== Text block ==
Géza Féja, who was a man capable of appreciating social status,
once chided him for keeping out of the period’s most important prosecution
of intellectuals.14 Bibó subsequently commented as follows:
“Later I tried to make up for it.” (p. 46) One or two years later he—along
with Erdei—frequented Countess Klára Andrássy’s salon, where
he mainly met anti-German politicians and intellectuals (p. 40).
Bibó was, in many respects, a privileged person, while his situation
was hardly a privileged one. That part of the ruling class which wanted
modernization, a Western—but not German—orientation, and conservative reforms,
attached great importance to paving the way for the intellectual élite
of such a transition, sending its members abroad on generous grants, trying
to put them under an obligation, and integrating or at least tolerating
their connections with other political or intellectual circles (pp. 45,
51). This was how the leading populist writer, László Németh
found employment at Hungarian Radio (1934–1935), along with the ethnographer
Gyula Ortutay (1935–1944), who naturally invited Bibó to lecture
(Doc. 92, p. 192). This was how Eötvös College, an élite
training institute of markedly liberal spirit that mostly recruited its
students from people of moderate means—“parsons, lecturers, teachers”—came
into being, or Bolyai College and Györffy College. Both brimmed with
talented students of a poor provincial background. The latter college had
the Zsindelys, a couple known for their government sympathies, as its main
patrons (p. 636). In the meantime the conservative élite was nursing
its own scions at the Hungarian Review Society’s tea afternoons and, provided
they came up to scratch, also invited them to dinner parties where they
would be introduced to Count István Bethlen. Their journal Magyar
Szemle, had an exchange program with all the other magazines of any substance,
and was constantly on the look out for young talent.15 Naturally, it also
published some articles by Bibó.16
Nevertheless, István Bibó occasionally tasted failure.
===
== Recorded data ==
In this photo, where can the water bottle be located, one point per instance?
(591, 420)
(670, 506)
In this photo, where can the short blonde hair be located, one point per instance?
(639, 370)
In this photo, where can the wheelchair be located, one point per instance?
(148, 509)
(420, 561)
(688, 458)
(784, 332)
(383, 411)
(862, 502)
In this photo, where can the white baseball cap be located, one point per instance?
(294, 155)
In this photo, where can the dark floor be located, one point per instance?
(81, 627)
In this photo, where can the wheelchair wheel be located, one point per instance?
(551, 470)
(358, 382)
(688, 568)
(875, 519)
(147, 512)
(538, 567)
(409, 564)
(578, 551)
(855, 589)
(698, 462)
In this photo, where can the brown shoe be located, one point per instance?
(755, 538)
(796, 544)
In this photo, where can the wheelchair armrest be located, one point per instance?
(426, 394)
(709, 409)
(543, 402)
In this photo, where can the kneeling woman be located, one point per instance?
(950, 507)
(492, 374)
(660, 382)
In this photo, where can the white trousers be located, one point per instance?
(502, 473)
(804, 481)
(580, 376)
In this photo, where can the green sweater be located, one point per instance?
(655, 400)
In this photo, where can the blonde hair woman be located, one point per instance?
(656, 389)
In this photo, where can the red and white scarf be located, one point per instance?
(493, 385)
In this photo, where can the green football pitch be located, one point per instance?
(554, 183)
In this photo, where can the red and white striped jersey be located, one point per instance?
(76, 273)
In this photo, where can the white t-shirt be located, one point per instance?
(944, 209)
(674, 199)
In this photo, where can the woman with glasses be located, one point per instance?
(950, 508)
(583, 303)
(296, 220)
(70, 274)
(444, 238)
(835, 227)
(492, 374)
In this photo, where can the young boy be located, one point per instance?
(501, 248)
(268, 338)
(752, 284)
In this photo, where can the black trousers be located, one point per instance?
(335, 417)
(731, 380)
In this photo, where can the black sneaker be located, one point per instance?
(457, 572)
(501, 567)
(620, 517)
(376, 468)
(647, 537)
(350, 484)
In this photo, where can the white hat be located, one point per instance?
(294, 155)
===
— Written problem —
Please copy the passage on István Bibó word for word, everything from "Géza Féja, who" down to "intellectuals (p. 40).".

— Answer for this exercise —
Géza Féja, who was a man capable of appreciating social status,
once chided him for keeping out of the period’s most important prosecution
of intellectuals.14 Bibó subsequently commented as follows:
“Later I tried to make up for it.” (p. 46) One or two years later he—along
with Erdei—frequented Countess Klára Andrássy’s salon, where
he mainly met anti-German politicians and intellectuals (p. 40).